■ Instructions for the task
All of the entries below need to be repeated exactly.

[Opening The input section]

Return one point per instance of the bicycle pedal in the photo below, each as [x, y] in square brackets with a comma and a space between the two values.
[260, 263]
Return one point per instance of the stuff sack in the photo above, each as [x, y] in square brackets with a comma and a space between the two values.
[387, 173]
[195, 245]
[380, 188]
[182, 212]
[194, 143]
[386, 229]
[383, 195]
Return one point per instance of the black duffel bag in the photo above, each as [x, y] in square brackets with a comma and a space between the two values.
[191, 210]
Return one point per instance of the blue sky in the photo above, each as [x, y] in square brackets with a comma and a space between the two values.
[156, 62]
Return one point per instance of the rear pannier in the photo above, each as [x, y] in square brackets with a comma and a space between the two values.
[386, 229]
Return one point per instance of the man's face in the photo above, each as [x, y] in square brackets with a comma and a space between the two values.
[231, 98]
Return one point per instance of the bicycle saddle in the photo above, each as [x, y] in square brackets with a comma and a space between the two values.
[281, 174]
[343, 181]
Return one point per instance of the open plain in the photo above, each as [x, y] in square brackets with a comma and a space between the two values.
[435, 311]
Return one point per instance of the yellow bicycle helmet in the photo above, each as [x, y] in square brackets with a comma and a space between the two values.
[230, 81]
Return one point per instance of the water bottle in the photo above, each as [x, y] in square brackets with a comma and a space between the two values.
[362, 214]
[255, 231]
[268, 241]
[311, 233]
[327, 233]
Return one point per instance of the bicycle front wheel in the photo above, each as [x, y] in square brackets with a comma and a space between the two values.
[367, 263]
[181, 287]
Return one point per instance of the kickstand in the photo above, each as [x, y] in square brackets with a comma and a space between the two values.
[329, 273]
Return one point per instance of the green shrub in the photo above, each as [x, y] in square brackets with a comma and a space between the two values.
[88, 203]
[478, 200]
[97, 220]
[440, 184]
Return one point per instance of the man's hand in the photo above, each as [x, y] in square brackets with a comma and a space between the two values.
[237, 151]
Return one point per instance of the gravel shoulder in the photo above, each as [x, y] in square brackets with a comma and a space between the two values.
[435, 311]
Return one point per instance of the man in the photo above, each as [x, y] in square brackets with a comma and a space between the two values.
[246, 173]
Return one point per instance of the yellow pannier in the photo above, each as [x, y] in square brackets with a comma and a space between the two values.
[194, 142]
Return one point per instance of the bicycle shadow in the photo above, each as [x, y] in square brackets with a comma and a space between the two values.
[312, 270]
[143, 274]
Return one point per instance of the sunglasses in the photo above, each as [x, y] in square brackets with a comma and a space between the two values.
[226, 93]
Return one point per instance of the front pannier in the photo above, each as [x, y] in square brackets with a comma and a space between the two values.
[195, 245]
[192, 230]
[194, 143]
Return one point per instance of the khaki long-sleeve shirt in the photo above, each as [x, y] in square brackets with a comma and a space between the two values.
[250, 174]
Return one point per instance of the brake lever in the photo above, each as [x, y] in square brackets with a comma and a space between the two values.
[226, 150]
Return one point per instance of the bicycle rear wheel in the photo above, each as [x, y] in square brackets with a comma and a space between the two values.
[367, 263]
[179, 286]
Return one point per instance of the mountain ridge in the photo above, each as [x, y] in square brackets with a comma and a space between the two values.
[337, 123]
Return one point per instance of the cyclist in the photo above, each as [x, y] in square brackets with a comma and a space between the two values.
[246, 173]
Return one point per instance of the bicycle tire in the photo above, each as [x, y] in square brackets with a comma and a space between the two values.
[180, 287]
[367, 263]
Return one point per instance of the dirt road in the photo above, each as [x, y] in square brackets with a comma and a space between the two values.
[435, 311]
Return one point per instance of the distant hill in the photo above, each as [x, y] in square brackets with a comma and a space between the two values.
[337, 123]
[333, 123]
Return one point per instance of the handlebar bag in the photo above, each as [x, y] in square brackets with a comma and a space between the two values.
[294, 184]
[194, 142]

[Closing The input section]

■ Completed task
Return one point per instance of the bicycle pedal in the photo below, each as [x, y] in square brackets with a comma and a space between the two values.
[260, 263]
Return one point per instance of the stuff sack in the photo above, each as [x, y] in square brackets with a comma and a space between the two values.
[387, 173]
[195, 245]
[380, 188]
[182, 212]
[194, 143]
[386, 229]
[383, 195]
Return one point per instance of the black duffel bag in the photo above, each as [x, y] in square brackets with a comma and a space between the two values.
[191, 210]
Return one point per instance of the blue sky in the photo above, each as [x, y] in square brackets with a comma and a space between the two values.
[156, 62]
Return one point per instance of the rear pannier in the photo above, each as [x, y] in square brackets with a comma and a space between the two values.
[386, 229]
Return one point per instance of the man's face in the photo above, each as [x, y] in square brackets with a comma and a space between the two values.
[231, 98]
Return one point per instance of the bicycle saddle in the photo above, each as [x, y] in square brackets with a comma and a space between the two values.
[281, 174]
[343, 181]
Return one point per instance of the open plain in the photo above, each as [x, y] in square brackets with a comma and a space between the two values.
[435, 311]
Return one point per instance of the yellow bicycle helmet in the photo above, each as [x, y] in square brackets with a comma and a space between the two values.
[230, 81]
Return one point per instance of the water bottle in the photo above, each as [x, y] in square brackets with a comma and a space between the two values.
[362, 214]
[255, 231]
[268, 241]
[311, 233]
[327, 233]
Return one point per instance of the bicycle front wheel in the photo above, each as [x, y] in square brackets with a comma and a space between the two values.
[367, 263]
[181, 287]
Return one point per instance of the kickstand in the photo above, each as [x, y] in square brackets with a comma and a space between the two values.
[329, 273]
Return one point per instance of the green shrub in the photo above, each as [x, y] in square brackets with a comma and a space between the two values.
[88, 203]
[478, 200]
[97, 220]
[440, 184]
Return one point per instance of the man's hand in the photo above, each as [x, y] in square brackets with a comma and a space between the two values.
[237, 151]
Return one point per instance of the gravel shoulder in the photo above, each as [x, y] in square brackets with a comma and a space between the two values.
[435, 311]
Return one point per instance of the man in the photo above, each as [x, y] in square brackets with a comma and a space between the two values.
[246, 173]
Return one point per instance of the yellow pannier in the photo above, each as [x, y] in square brackets with a comma and a space between the two values.
[194, 142]
Return one point per instance of the bicycle shadow in the photo above, each as [x, y] in square brackets with a comma and a space between the two values.
[312, 270]
[143, 274]
Return one point per instance of the sunglasses in the photo above, each as [x, y] in square brackets with a comma and a space between the two values.
[226, 93]
Return one point per instance of the front pannier in the photo above, each as [x, y] in square brackets with a comma and a space between the two values.
[195, 245]
[192, 230]
[194, 143]
Return one point per instance of the khaki long-sleeve shirt in the photo above, each as [x, y] in square brackets with a comma and a space between the two values.
[250, 174]
Return one point per instance of the brake lever in the photo above, each as [x, y] in square brackets with a comma and a space between the two values.
[226, 150]
Return one point per instance of the bicycle rear wheel in the photo above, each as [x, y] in square brackets with a comma and a space between the two values.
[367, 263]
[179, 286]
Return one point per instance of the mountain ridge in the photo above, each as [x, y] in square brackets with a comma and a space between the two values.
[337, 123]
Return one point per instance of the cyclist in the photo above, each as [x, y] in square brackets with a comma and a space between the two values.
[246, 173]
Return one point per instance of the bicycle tire in the photo above, each as [x, y] in square brackets with a comma and a space between the two values.
[180, 287]
[367, 263]
Return one point per instance of the dirt road in the photo above, each as [x, y] in square brackets with a comma and a space between the two values.
[435, 311]
Return one point per instance of the distant hill in the photo above, each as [x, y] in square brackets with a comma and a space between the two values.
[337, 123]
[333, 123]
Return one point per instance of the handlebar bag in the photo above, each as [x, y] in square brackets with a comma and a space between the two values.
[294, 184]
[194, 142]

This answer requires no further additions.